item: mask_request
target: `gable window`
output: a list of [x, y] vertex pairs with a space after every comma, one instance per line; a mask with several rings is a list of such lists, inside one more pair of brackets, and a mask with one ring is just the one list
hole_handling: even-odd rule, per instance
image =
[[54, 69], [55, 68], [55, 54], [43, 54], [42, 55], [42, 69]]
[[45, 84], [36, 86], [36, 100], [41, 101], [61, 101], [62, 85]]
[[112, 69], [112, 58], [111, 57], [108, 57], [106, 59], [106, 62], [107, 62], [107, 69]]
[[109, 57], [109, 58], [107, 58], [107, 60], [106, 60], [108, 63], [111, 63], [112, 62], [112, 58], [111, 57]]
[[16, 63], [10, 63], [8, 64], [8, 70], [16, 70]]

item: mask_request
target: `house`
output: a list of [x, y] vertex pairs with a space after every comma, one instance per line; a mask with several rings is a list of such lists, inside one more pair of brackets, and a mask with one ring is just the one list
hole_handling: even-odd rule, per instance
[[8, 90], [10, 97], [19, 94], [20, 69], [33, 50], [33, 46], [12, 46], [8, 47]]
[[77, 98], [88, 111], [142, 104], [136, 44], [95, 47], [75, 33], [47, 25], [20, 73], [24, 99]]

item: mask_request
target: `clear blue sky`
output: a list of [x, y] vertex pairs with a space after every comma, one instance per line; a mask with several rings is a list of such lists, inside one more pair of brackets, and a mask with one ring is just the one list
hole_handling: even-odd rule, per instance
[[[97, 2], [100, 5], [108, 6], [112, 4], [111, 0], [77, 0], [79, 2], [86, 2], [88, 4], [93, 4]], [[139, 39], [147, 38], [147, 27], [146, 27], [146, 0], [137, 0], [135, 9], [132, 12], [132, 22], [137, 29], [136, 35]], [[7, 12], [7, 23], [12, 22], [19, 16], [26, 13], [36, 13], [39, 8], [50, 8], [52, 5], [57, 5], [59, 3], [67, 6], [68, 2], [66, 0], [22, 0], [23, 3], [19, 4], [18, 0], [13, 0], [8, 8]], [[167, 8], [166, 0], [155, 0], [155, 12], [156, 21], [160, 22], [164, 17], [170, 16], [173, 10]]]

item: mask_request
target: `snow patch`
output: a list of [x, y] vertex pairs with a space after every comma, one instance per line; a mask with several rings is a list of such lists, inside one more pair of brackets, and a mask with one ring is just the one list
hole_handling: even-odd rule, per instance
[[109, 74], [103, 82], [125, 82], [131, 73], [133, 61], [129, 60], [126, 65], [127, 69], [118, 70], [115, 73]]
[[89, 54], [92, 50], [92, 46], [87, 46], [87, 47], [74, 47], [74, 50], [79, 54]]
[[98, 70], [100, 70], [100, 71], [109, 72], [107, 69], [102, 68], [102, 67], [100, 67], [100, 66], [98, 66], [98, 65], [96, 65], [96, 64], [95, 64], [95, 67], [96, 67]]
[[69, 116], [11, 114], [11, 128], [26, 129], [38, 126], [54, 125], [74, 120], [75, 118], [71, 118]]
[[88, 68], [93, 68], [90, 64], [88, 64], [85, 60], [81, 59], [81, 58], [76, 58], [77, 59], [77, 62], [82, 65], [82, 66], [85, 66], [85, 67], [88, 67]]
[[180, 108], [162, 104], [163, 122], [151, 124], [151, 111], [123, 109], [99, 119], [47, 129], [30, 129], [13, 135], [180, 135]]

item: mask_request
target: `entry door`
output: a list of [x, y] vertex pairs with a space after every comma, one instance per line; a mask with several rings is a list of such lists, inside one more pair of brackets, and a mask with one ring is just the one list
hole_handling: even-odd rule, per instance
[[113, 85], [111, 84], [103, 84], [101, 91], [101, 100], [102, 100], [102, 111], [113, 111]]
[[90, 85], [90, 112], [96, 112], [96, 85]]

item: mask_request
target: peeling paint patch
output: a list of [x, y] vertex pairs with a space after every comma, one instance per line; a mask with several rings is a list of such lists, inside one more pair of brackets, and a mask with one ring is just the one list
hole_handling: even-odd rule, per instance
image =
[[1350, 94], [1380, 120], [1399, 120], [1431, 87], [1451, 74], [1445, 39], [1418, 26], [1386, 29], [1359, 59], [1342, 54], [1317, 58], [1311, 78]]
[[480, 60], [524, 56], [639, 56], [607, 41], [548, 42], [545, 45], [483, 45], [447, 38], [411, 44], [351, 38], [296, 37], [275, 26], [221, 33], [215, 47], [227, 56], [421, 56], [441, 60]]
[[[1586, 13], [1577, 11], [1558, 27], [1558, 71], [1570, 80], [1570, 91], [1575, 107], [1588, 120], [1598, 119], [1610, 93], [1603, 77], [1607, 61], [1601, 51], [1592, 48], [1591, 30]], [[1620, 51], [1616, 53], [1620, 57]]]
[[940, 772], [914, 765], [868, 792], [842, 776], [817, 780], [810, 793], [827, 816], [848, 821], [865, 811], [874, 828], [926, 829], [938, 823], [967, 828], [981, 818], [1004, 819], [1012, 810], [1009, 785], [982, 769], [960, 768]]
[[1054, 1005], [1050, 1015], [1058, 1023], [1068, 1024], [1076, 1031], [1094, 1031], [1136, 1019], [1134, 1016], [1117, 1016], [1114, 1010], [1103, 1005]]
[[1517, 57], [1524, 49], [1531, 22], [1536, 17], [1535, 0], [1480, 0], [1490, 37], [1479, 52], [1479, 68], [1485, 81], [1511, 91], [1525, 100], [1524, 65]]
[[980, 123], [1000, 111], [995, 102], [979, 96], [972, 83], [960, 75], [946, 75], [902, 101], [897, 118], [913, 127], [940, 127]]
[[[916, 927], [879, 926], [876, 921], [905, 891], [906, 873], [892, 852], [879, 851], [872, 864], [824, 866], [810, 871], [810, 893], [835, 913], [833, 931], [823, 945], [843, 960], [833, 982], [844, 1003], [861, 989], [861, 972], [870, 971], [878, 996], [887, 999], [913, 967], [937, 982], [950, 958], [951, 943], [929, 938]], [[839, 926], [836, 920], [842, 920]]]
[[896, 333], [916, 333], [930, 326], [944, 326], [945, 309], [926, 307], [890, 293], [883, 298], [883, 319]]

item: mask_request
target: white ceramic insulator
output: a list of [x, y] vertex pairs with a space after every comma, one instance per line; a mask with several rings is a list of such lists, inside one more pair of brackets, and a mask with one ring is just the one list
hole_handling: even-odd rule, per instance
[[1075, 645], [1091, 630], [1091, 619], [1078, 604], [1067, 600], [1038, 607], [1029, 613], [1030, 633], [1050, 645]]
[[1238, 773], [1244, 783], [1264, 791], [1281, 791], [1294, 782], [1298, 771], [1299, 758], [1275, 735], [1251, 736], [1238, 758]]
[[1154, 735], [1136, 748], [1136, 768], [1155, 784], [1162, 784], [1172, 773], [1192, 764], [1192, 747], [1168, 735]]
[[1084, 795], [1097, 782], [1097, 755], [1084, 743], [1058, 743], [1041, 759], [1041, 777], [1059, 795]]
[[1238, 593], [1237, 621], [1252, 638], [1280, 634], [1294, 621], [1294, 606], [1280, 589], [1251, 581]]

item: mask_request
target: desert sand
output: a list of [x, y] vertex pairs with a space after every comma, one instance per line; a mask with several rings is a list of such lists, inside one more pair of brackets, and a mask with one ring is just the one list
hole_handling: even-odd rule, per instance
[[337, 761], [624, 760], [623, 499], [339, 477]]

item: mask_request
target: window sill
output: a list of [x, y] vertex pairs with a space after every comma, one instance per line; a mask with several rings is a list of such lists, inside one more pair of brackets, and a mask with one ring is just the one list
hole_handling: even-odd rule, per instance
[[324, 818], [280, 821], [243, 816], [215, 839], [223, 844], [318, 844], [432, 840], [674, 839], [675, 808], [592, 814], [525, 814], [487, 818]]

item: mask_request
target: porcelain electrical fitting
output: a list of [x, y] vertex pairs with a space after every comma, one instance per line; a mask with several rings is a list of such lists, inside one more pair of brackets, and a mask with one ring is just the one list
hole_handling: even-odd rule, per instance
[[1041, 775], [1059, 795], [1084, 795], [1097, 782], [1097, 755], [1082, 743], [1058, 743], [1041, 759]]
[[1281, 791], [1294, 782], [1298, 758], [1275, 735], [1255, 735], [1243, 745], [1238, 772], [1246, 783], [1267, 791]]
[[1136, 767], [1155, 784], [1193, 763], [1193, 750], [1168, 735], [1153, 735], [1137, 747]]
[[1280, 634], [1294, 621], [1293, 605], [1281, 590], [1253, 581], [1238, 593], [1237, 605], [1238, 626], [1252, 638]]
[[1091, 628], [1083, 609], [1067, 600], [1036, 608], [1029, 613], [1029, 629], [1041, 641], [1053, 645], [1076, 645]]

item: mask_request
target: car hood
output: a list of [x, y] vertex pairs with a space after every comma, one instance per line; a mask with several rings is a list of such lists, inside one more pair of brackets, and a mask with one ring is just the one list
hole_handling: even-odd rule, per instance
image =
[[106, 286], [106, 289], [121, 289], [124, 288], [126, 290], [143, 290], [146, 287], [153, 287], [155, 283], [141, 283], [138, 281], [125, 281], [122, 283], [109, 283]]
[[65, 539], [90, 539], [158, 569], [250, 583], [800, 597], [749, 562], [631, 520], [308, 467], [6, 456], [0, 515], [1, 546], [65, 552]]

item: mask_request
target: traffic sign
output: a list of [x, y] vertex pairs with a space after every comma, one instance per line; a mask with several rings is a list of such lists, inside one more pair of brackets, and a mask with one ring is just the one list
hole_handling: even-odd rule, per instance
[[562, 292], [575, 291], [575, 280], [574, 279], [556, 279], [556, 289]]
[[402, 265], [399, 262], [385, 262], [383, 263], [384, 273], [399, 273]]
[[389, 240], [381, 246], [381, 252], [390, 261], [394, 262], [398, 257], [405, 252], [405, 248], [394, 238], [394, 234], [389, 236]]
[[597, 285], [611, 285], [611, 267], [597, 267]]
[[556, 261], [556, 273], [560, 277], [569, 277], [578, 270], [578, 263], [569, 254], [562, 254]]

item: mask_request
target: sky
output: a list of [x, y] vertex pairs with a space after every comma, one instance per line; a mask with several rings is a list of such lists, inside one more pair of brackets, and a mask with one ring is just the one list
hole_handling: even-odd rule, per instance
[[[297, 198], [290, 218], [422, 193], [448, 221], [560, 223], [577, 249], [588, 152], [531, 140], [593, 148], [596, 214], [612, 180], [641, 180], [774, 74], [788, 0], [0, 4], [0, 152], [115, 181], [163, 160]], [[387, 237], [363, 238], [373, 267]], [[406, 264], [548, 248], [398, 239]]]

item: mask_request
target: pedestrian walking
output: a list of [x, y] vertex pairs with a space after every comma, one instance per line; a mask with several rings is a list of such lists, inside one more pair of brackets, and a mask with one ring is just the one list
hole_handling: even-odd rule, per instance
########
§ **TASK PROMPT**: For each line above that contains the word "patch", give the line as it is written.

§ **RESPONSE BOX**:
target: `snow patch`
target: peeling paint patch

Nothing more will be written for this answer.